**TASK OBJECTIVE**
The data are to be restated in full, exactly as presented.
ENTRIES PROVIDED START
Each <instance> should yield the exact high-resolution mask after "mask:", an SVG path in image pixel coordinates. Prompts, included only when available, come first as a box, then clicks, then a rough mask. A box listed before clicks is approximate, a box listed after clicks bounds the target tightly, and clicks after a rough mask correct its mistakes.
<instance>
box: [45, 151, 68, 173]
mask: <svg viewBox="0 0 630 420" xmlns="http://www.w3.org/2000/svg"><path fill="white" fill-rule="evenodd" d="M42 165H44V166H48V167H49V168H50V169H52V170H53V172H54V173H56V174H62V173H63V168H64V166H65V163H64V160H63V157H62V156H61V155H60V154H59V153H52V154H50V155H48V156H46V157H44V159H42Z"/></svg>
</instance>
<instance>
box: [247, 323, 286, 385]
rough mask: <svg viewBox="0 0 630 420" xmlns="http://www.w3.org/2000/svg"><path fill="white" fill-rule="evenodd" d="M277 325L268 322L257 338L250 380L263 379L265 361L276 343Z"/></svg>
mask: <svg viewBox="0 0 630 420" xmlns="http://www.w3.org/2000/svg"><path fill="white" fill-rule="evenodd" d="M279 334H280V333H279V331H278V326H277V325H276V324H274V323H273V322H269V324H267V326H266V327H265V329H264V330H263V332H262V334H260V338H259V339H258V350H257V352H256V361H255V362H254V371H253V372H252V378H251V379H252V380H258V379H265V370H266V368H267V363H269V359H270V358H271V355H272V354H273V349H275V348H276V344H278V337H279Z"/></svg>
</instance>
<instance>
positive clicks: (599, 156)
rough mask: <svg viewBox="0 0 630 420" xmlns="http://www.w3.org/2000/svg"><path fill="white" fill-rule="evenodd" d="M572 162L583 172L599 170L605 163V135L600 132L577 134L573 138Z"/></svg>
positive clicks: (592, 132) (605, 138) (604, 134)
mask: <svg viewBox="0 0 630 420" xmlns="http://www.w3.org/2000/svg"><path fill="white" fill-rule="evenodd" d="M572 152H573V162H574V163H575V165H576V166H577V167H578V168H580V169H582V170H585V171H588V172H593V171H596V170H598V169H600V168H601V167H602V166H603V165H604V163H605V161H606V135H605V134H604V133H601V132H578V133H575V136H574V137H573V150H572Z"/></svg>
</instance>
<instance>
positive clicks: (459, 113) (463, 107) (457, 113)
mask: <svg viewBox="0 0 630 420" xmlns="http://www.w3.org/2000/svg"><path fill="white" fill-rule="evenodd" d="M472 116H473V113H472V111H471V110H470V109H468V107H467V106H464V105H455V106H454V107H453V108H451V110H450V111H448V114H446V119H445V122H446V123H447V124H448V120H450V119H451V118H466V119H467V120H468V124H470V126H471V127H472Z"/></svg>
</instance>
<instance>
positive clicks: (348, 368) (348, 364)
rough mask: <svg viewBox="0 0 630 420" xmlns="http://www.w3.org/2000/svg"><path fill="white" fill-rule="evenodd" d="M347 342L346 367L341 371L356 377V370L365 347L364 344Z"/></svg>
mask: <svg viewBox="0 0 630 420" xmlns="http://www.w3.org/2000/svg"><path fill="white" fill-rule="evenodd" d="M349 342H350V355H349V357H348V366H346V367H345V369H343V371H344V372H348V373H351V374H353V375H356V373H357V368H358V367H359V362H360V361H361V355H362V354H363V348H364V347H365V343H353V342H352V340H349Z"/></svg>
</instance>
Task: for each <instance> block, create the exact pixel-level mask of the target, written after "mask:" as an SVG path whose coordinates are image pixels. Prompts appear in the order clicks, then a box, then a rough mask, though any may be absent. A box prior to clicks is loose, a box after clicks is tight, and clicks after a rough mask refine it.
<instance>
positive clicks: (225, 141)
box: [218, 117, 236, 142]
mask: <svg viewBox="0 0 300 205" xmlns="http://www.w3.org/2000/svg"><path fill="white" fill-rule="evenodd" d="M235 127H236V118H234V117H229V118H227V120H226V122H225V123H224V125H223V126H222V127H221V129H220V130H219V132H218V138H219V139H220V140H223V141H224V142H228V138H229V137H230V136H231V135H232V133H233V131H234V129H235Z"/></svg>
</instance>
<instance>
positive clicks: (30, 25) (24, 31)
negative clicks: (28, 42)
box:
ENTRIES PROVIDED END
**YOUR RESPONSE**
Each <instance> should yield the exact high-resolution mask after "mask:", an SVG path in image pixel coordinates. Prompts, included only when available, come first as a box, then clicks, then a rough mask. A box listed before clicks is approximate, a box listed after clicks bounds the target tightly, and clicks after a rough mask correct its mistakes.
<instance>
box: [45, 151, 68, 173]
mask: <svg viewBox="0 0 630 420" xmlns="http://www.w3.org/2000/svg"><path fill="white" fill-rule="evenodd" d="M42 165H44V166H48V167H49V168H50V169H52V170H53V172H54V173H56V174H62V173H63V168H64V166H65V163H64V160H63V157H62V156H61V155H60V154H59V153H52V154H50V155H48V156H46V157H44V159H42Z"/></svg>
</instance>
<instance>
box: [247, 323, 286, 385]
rough mask: <svg viewBox="0 0 630 420" xmlns="http://www.w3.org/2000/svg"><path fill="white" fill-rule="evenodd" d="M277 325L268 322L257 338L250 380L263 379L265 361L276 343Z"/></svg>
mask: <svg viewBox="0 0 630 420" xmlns="http://www.w3.org/2000/svg"><path fill="white" fill-rule="evenodd" d="M279 334H280V333H279V331H278V326H277V325H276V324H274V323H273V322H269V324H267V326H266V327H265V329H264V330H263V332H262V334H260V338H259V339H258V350H257V352H256V361H255V362H254V371H253V372H252V378H251V379H252V380H258V379H265V370H266V368H267V363H269V359H270V358H271V355H272V354H273V349H275V348H276V344H278V337H279Z"/></svg>
</instance>
<instance>
positive clicks: (599, 156)
rough mask: <svg viewBox="0 0 630 420" xmlns="http://www.w3.org/2000/svg"><path fill="white" fill-rule="evenodd" d="M572 162L583 172L599 170L605 163V135L600 132L577 134L573 138Z"/></svg>
positive clicks: (592, 132) (605, 138) (604, 134)
mask: <svg viewBox="0 0 630 420" xmlns="http://www.w3.org/2000/svg"><path fill="white" fill-rule="evenodd" d="M572 152H573V162H574V163H575V165H576V166H577V167H578V168H580V169H582V170H585V171H588V172H593V171H596V170H598V169H600V168H601V167H602V166H603V165H604V163H605V161H606V135H605V134H604V133H601V132H578V133H575V136H574V137H573V150H572Z"/></svg>
</instance>
<instance>
positive clicks: (459, 113) (463, 107) (457, 113)
mask: <svg viewBox="0 0 630 420" xmlns="http://www.w3.org/2000/svg"><path fill="white" fill-rule="evenodd" d="M472 116H473V113H472V111H471V110H470V109H468V107H467V106H464V105H455V106H454V107H453V108H451V110H450V111H448V114H446V119H445V122H446V123H447V124H448V120H450V119H451V118H466V119H467V120H468V124H470V126H471V127H472Z"/></svg>
</instance>
<instance>
positive clicks: (348, 368) (348, 364)
rough mask: <svg viewBox="0 0 630 420" xmlns="http://www.w3.org/2000/svg"><path fill="white" fill-rule="evenodd" d="M347 342L346 367L341 371L356 377V370L365 347L364 344Z"/></svg>
mask: <svg viewBox="0 0 630 420" xmlns="http://www.w3.org/2000/svg"><path fill="white" fill-rule="evenodd" d="M349 342H350V355H349V357H348V366H346V367H345V369H343V371H344V372H348V373H351V374H353V375H356V373H357V368H358V367H359V362H360V361H361V355H362V354H363V348H364V347H365V343H353V342H352V340H349Z"/></svg>
</instance>
Task: for each <instance> block, create the exact pixel-level mask of the target, written after "mask:" as an SVG path whose coordinates are image pixels. Prompts appear in the order clicks, then a box, then a rough mask, though any may be absent. A box prior to clicks is loose, a box after clicks is tight, and clicks after a rough mask refine it.
<instance>
positive clicks: (225, 141)
box: [218, 117, 236, 142]
mask: <svg viewBox="0 0 300 205" xmlns="http://www.w3.org/2000/svg"><path fill="white" fill-rule="evenodd" d="M235 127H236V118H234V117H229V118H227V120H226V122H225V123H224V125H223V126H222V127H221V129H220V130H219V132H218V138H219V139H220V140H223V141H224V142H228V138H229V137H230V136H231V135H232V133H233V131H234V129H235Z"/></svg>
</instance>
<instance>
positive clicks: (30, 25) (24, 31)
negative clicks: (28, 42)
box:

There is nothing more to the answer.